SHORT TASK:
Repeat every line of the listing below exactly, minus the pictures.

(Records excerpted from a collection)

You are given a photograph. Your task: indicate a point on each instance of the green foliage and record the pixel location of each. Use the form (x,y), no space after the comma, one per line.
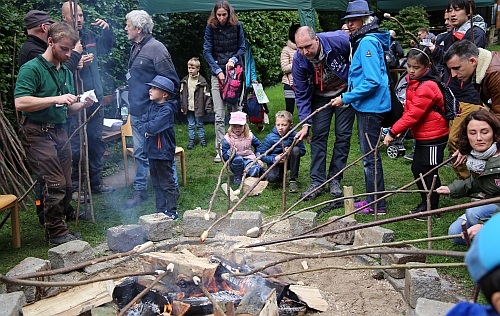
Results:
(412,19)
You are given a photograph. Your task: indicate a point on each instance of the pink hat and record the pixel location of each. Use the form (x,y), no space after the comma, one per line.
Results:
(238,118)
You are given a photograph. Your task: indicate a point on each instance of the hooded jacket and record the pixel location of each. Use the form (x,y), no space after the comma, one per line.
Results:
(425,123)
(368,89)
(159,121)
(274,137)
(202,101)
(488,79)
(337,50)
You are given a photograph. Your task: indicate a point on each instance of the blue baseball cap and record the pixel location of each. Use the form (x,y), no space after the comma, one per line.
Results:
(163,83)
(484,255)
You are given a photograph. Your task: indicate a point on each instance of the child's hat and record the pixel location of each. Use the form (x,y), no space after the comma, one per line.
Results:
(238,118)
(483,256)
(163,83)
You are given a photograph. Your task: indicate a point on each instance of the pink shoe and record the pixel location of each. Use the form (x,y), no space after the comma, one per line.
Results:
(360,204)
(370,211)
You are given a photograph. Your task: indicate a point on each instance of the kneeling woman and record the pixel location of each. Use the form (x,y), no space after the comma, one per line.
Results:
(478,138)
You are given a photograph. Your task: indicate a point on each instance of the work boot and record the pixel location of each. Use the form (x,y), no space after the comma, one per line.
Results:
(203,142)
(191,143)
(138,196)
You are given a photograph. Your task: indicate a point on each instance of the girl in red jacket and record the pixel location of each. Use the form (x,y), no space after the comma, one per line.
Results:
(428,127)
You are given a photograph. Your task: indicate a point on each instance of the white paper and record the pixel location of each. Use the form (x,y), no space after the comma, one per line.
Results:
(112,122)
(259,93)
(89,94)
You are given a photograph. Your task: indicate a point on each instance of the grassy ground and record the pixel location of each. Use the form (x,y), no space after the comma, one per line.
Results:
(202,178)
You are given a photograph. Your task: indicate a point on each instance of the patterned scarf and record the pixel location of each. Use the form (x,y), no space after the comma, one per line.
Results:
(476,160)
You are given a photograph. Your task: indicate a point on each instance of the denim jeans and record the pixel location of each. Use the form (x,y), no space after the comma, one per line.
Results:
(195,121)
(220,111)
(141,161)
(472,217)
(344,119)
(369,124)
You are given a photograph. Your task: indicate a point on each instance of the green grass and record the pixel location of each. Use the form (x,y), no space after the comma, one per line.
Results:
(202,177)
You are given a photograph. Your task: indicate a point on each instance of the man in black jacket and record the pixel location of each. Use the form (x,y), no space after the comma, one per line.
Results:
(93,44)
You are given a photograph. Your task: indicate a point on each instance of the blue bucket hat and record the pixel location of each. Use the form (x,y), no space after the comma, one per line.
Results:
(163,83)
(357,8)
(484,256)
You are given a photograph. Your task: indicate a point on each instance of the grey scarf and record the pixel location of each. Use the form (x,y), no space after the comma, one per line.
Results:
(476,160)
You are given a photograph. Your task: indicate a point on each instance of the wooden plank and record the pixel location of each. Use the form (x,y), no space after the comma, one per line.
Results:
(75,301)
(311,296)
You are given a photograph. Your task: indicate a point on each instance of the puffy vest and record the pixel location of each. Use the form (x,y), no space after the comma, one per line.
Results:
(225,43)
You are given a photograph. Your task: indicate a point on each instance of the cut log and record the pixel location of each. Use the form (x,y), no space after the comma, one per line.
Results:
(185,263)
(311,296)
(75,301)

FULL ANSWER:
You are given a photograph. Your task: indicate a point on each instance of the green foliage and record the pixel location of each. Use the form (x,y), no space after the comma, one per line.
Results:
(412,19)
You are given a photograph. Your task: indicate a point on each instance of the pink hat and record the pixel location of each. Use the form (x,y), no space after the comma, one per line.
Results:
(238,118)
You are given a photograph. Your task: indicate a point on each instance of the hooded jacket and record the pixel location of each. Use the form (x,y), no space after the comma, one per line.
Results:
(425,123)
(368,89)
(159,121)
(274,137)
(202,101)
(488,79)
(337,50)
You are given a photograph. Your task: indicate a point on each instance of the blue baseball cap and record the pixel location of each. Use the form (x,y), no space after the comma, one per line.
Results:
(163,83)
(484,255)
You are given a photograph. Your task: indicate a point on each instance of the child's hat and record the pixel location of each. Use the form (x,y), no space after the comma, one per line.
Results:
(238,118)
(483,256)
(163,83)
You are given a photograph. Your task: indicate a point on each instance of the pink shoe and record the pixel location of each. Use the form (x,y), no space after the comma, one per line.
Results:
(360,204)
(370,211)
You are given a photograph. Your task: indicate a point on each instance of the kneeling woman and record the pixel location of each. Use the form (x,y), no space after the comma, one per line.
Results:
(478,138)
You are given a photograph. Your task: indicate a point on each instance of the work boot and record the pixel location of each. Use the form (x,y), no space after the comma, one per line.
Results:
(203,142)
(191,143)
(138,196)
You are given a photograph. Your task: indicate a point on each instance of the girl in red jacket and record the pixel location of each. Use the form (x,y), no space after the comma, one per line.
Results:
(428,127)
You are given a photograph. Your task: indicate a point on each instance of the white paper and record the pixel location of each. Use the form (x,y), no space after the comma, one per line.
Results:
(112,122)
(259,93)
(89,94)
You are given a photograph. Your task: indicate a point on each instance of the grassy ground and record the pixel location of each. Use the form (x,y), no space after the comma, one per line.
Results:
(202,178)
You are given a photograph. Your task: indicate a point on each instance of the patterned scarf and record the pixel location of each. Use the form (x,y), no space after the comma, one per line.
Results:
(476,160)
You are given a photograph. Your task: indicate a point on each instance of the denim jeans and record the pixel location of each. Use the form (x,y), no space after the comma, one per line.
Results:
(195,121)
(220,111)
(141,161)
(472,217)
(344,119)
(369,124)
You are given a photograph. Your task: indicate a point on each instance of the green grass and record the pixel location of each. Use the form (x,y), no space after the comma, one per line.
Results:
(202,177)
You are given a photograph. Your task: indicate a point on each instance of the man in black jacket and record the pixel location of each. Use the form (x,y), no space after the comma, one per line.
Results:
(93,44)
You are given a photograph. Your task: indicate a point on each instance of the blue bucket hat and record the pixel location of each. Use the form (x,y), no space after the comma, one per line.
Results:
(163,83)
(357,8)
(484,256)
You are given a photograph. Your task: indicate a point on each instance of the grey scarf and record the pixel location of each. Use the form (x,y), no space after the comma, one per line.
Results:
(476,160)
You are given a photograph. Your task: indicate a point on each instance of the wooden plank and record the pixel location of each. Use the form (x,y), no space after the comma, one per line.
Results:
(75,301)
(311,296)
You are given a photograph. Your task: indicate a point on each instance of the puffy vest and record the pixel location of each. Use the form (x,y), no space after the comma, one per line.
Results:
(225,43)
You are given a photograph. Your task: indicate a point on each instance of the cut log and record the pixel location of each. Use the form (x,y), no space after the comma, one per line.
Results:
(185,263)
(311,296)
(75,301)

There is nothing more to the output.